> **Record set**

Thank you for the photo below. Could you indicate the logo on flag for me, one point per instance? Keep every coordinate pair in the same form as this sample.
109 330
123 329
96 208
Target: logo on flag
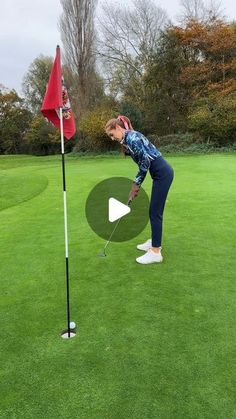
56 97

* * *

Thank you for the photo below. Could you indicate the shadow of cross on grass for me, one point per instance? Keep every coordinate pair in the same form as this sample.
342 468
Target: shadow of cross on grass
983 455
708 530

> **What is being asked**
Locate every line above that contains the word "point" and copy each of those lines in full.

> **Expected output**
Thank you for the photo below. Could you indicate the logo on flag for me, one point per instance? Keep every coordinate pair in the same form as this sample.
Thank you for the photo below. Could you indicate the shadow of cross on grass for me, one point per instance? Keep every coordinate pair in the same form as this sample.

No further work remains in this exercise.